§ To do
Start at the first line of the listing below. Write out each line exactly, stopping after the one that contains "x=682 y=240".

§ Source data
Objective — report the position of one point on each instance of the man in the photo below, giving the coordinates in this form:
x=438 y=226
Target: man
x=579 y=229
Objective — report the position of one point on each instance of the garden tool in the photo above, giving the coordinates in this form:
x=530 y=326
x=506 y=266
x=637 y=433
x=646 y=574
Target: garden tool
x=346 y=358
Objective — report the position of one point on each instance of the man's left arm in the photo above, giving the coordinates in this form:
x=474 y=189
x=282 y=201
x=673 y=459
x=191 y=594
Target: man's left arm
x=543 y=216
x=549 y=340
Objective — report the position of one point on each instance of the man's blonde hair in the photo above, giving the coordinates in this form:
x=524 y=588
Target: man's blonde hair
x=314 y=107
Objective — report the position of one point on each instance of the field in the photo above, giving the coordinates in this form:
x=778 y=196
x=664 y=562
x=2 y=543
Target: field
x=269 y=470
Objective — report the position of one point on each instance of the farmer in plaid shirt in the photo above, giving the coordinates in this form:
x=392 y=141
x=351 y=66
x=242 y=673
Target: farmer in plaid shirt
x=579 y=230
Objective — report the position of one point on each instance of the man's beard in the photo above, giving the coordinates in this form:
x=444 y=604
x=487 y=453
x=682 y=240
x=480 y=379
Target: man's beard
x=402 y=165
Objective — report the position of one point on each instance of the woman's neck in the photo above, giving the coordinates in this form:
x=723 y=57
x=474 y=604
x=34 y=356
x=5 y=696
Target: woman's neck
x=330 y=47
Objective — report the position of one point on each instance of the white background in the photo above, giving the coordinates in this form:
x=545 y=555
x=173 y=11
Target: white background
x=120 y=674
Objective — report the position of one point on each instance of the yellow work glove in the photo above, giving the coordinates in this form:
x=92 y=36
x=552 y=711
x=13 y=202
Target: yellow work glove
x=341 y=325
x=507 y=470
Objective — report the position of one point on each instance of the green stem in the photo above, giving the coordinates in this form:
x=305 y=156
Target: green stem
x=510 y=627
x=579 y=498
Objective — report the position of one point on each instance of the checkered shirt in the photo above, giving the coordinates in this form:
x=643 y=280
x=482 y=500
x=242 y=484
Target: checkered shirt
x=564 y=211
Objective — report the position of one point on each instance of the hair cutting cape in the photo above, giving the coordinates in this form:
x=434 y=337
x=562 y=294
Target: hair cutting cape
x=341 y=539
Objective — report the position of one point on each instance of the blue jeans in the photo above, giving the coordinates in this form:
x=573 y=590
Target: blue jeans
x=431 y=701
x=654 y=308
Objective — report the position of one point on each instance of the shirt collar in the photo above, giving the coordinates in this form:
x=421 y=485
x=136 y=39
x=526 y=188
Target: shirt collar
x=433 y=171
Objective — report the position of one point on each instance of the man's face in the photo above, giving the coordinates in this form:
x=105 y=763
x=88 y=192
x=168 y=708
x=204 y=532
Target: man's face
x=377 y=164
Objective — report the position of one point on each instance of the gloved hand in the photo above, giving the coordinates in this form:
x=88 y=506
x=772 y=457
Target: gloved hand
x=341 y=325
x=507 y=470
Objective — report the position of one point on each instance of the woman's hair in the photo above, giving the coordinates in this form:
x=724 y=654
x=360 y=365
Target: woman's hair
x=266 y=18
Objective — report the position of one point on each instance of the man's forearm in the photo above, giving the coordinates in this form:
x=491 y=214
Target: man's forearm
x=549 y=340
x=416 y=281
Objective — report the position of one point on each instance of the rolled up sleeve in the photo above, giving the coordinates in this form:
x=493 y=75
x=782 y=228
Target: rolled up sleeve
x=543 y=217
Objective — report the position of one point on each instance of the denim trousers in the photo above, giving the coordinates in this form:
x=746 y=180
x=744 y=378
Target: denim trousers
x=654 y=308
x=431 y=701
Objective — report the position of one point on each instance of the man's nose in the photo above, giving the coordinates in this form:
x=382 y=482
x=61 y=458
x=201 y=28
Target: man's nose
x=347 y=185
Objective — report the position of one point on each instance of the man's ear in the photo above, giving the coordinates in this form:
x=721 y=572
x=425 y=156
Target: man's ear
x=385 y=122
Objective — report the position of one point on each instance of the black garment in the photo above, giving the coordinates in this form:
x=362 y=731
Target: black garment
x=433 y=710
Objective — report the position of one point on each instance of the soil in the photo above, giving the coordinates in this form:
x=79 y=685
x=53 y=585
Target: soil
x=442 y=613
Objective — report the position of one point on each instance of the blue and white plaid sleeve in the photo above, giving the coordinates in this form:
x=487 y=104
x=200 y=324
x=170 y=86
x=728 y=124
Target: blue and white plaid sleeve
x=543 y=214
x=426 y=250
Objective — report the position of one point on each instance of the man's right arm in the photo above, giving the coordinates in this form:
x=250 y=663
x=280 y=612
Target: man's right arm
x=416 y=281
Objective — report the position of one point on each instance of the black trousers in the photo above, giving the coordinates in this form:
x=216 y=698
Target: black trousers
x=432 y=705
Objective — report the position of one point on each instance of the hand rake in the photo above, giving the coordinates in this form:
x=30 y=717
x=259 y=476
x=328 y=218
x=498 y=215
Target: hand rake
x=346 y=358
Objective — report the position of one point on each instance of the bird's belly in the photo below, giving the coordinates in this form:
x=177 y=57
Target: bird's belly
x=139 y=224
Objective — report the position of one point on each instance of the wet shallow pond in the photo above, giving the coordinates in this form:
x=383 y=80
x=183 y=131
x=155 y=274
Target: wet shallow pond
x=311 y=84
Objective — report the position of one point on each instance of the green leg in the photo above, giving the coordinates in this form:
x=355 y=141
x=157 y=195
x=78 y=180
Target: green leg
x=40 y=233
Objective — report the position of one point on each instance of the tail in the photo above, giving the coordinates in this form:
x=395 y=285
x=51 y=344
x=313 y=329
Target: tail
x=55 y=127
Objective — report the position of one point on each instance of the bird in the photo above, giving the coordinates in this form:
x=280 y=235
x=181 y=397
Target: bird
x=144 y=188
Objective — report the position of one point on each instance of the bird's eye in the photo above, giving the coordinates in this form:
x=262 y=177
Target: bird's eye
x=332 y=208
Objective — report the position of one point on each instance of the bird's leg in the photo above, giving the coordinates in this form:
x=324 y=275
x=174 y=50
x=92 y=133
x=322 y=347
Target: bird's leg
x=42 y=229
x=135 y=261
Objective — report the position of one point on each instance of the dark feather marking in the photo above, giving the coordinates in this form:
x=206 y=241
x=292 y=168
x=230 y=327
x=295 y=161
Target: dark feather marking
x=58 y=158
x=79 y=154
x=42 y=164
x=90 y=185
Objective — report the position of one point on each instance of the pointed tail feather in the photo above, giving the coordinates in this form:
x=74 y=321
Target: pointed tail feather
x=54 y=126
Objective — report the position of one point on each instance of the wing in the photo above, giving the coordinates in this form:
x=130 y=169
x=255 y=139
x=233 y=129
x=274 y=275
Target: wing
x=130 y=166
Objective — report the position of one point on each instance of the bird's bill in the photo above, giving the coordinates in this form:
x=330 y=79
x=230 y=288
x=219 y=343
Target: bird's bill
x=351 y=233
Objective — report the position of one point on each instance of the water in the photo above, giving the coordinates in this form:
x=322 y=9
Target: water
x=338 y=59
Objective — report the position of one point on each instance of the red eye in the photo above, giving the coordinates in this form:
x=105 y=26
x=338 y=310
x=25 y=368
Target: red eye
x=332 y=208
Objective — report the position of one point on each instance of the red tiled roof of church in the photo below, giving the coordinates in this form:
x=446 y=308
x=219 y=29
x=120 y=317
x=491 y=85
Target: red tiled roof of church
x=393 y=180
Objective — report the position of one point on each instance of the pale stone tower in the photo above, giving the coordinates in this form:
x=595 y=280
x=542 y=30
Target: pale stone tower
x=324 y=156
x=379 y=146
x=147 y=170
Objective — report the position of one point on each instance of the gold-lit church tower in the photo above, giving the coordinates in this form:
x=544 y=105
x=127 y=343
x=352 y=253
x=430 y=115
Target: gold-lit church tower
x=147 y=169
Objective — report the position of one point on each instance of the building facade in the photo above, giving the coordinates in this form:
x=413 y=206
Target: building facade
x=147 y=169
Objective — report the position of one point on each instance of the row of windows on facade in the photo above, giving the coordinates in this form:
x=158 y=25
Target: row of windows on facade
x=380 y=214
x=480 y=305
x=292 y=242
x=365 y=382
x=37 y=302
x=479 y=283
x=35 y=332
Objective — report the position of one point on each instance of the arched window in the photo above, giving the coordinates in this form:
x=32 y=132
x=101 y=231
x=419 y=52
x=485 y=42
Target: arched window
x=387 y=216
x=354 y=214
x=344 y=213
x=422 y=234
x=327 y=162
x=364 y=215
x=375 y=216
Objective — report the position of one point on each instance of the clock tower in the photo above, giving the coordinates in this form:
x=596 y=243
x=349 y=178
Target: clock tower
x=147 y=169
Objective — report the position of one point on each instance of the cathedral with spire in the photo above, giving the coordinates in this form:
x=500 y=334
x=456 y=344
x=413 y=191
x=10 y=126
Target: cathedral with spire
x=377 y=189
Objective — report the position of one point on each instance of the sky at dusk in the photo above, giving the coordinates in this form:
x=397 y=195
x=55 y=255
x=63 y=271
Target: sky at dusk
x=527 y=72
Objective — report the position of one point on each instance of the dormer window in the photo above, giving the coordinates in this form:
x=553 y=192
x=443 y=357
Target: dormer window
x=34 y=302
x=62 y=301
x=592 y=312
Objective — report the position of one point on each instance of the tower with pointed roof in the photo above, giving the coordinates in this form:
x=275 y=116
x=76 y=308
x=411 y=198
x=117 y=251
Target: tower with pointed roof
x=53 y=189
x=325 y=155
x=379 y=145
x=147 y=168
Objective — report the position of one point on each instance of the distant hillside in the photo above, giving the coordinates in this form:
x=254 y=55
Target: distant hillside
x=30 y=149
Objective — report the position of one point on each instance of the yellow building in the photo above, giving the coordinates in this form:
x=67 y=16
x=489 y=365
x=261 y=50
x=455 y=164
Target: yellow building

§ Problem solution
Objective — report the position of one point on each instance of the man in the photo below, giving the coordinates in this form:
x=438 y=226
Target: man
x=579 y=229
Objective — report the position of one point on each instance of the garden tool in the photo above, giving the coordinates in this form:
x=530 y=326
x=506 y=266
x=637 y=433
x=646 y=574
Target: garden tool
x=346 y=358
Objective — report the position of one point on each instance of the man's left arm in the photo above, giving the coordinates in this form:
x=474 y=189
x=282 y=201
x=673 y=459
x=191 y=594
Target: man's left arm
x=543 y=216
x=549 y=340
Objective — report the position of one point on each instance of the man's blonde hair in the photo above, giving the coordinates in this form:
x=524 y=588
Target: man's blonde hair
x=314 y=107
Objective — report the position of one point on each instance of the field in the photo above, giving the coordinates in this form:
x=778 y=196
x=664 y=562
x=2 y=543
Target: field
x=269 y=470
Objective — report the position of one point on each instance of the farmer in plaid shirt in the photo above, giving the coordinates in this form:
x=392 y=141
x=351 y=66
x=242 y=673
Target: farmer in plaid shirt
x=579 y=230
Objective — report the position of one point on each instance of the man's beard in the photo above, giving the coordinates in this form:
x=444 y=604
x=487 y=453
x=682 y=240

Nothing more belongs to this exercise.